-- DATASET EXTRACT start --

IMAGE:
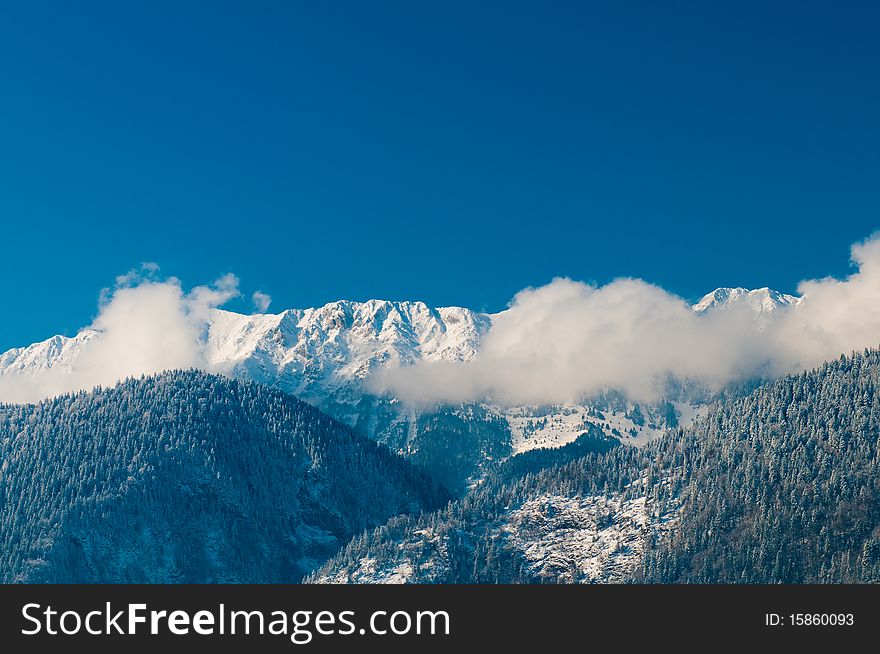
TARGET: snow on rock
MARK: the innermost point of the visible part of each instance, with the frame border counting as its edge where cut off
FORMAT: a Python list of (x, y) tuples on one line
[(593, 539), (424, 551), (761, 300)]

-- DATASET EXTRACT end --

* _REQUEST_:
Give the records above as a two-column CSV with the columns instruction and answer, one row per record. Put each field in double quotes, turn its line breaks into spaces, and leave the pictures out.

* _COMPLETE OUTPUT_:
instruction,answer
"IMAGE: TARGET: snow on rock MARK: the innermost point of the visible part of each instance, with the frame border counting as its edge where cut off FORMAT: a Python list of (x, y) tuples on one line","[(593, 539), (424, 551), (761, 300)]"